Exercise description: Rewrite the listing below with every instance of "point out" changed to "indicate" and nothing else altered. Leave the pictures out of your answer.

[Position identification listing]
..........

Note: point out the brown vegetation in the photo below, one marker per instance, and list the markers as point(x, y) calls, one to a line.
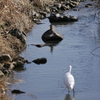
point(16, 14)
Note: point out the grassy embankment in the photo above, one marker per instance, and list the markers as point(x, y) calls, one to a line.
point(16, 14)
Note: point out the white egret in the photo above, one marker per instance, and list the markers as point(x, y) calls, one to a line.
point(69, 80)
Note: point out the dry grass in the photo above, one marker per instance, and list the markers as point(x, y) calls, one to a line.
point(13, 14)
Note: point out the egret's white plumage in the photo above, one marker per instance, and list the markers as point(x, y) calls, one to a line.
point(69, 80)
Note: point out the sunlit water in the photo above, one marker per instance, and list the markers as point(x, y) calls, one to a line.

..........

Answer for the task:
Note: indicate the brown vegetation in the photo below, one marker per instance, and list the markers as point(x, y) calls, one to a line.
point(16, 14)
Note: indicate the grassy embankment in the photo above, one marker per instance, and list the markers as point(x, y) calls, one to a line.
point(16, 14)
Note: indicate the white egret in the photo above, one marker per instance, and list the markers as point(x, y) calls, one to a line.
point(69, 80)
Note: indicate the dry grass in the photo above, one marker per instance, and list the markers as point(x, y) calls, one to a line.
point(13, 14)
Note: indicate the egret's white plumage in the photo above, one marker per instance, and list the markers as point(x, y) calls, one to a line.
point(69, 80)
Note: indicate the sunlit water in the photo above, one marker per instance, and list the markers as point(x, y) calls, one to a line.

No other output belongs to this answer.